## EXERCISE GOAL
According to the passage on family dinners, how many adolescents were in the nationally representative data that the Cornell scholars analyzed?
╭─ SUPPLIED PASSAGE
The most incisive guide to issues facing the American family today . . . An invaluable resource for anyone wishing to stay on the cutting edge of research on family trends.

-W. Bradford Wilcox
Associate Professor of Sociology, University of Virginia 

Dinner-Table Therapy

Bryce J. Christensen and Nicole M. King

More likely to protect mental health than a psychologist, more effective in suppressing substance abuse than a drug-prevention counselor, more successful in guarding against juvenile delinquency than a police officer, the regular family dinner delivers an impressive range of benefits. Those benefits have recently been substantiated by researchers at Cornell University, who document the sizable advantages enjoyed by teenagers who regularly eat dinner with their families. These researchers also identify what kinds of families are most likely to give their adolescent offspring these advantages.

To assess the effects of regularly eating dinner with the family, the Cornell scholars analyze nationally representative data for 13,481 adolescents tracked into young adulthood. By parsing the data, the researchers show that “more frequent family meals were associated with fewer depressive symptoms, lower substance use, and fewer delinquent acts among adolescents. Differences in our outcomes by family dinners were statistically significant . . . [p < 0.05] and appeared reasonably large.”

The researchers then deploy statistical models that take into account sociodemographic variables (including household income) and quality of family relationships. But they still report that “even in our full models, family dinners were both statistically and substantively important” as a predictor of adolescents’ mental health, abstinence from harmful substances, and avoidance of delinquent acts.
╰─
╭─ EXCERPTED DATA
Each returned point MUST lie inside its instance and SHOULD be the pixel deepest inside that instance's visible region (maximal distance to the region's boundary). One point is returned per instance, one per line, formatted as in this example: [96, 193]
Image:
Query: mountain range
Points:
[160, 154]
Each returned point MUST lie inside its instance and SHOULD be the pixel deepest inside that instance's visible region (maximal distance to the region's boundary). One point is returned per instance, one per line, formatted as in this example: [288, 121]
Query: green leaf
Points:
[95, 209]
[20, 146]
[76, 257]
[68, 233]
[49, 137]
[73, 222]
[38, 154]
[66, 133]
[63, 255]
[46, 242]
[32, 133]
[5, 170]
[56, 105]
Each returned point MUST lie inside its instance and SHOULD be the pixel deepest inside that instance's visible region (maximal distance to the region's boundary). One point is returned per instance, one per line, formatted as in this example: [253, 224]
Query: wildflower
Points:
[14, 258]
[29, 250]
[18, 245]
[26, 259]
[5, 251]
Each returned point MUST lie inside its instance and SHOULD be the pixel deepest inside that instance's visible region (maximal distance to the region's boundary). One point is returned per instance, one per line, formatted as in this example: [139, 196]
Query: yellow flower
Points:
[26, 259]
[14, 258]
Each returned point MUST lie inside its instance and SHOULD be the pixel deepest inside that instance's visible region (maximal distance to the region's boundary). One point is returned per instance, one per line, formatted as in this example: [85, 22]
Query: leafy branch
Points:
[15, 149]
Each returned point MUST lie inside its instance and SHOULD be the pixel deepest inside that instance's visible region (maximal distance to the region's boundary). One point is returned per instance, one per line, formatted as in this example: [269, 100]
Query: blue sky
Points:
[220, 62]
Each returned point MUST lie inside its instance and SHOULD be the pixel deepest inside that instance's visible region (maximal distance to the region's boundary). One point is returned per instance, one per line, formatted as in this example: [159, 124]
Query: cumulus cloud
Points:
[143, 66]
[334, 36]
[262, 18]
╰─
## TASK RESPONSE
13,481 adolescents, tracked into young adulthood.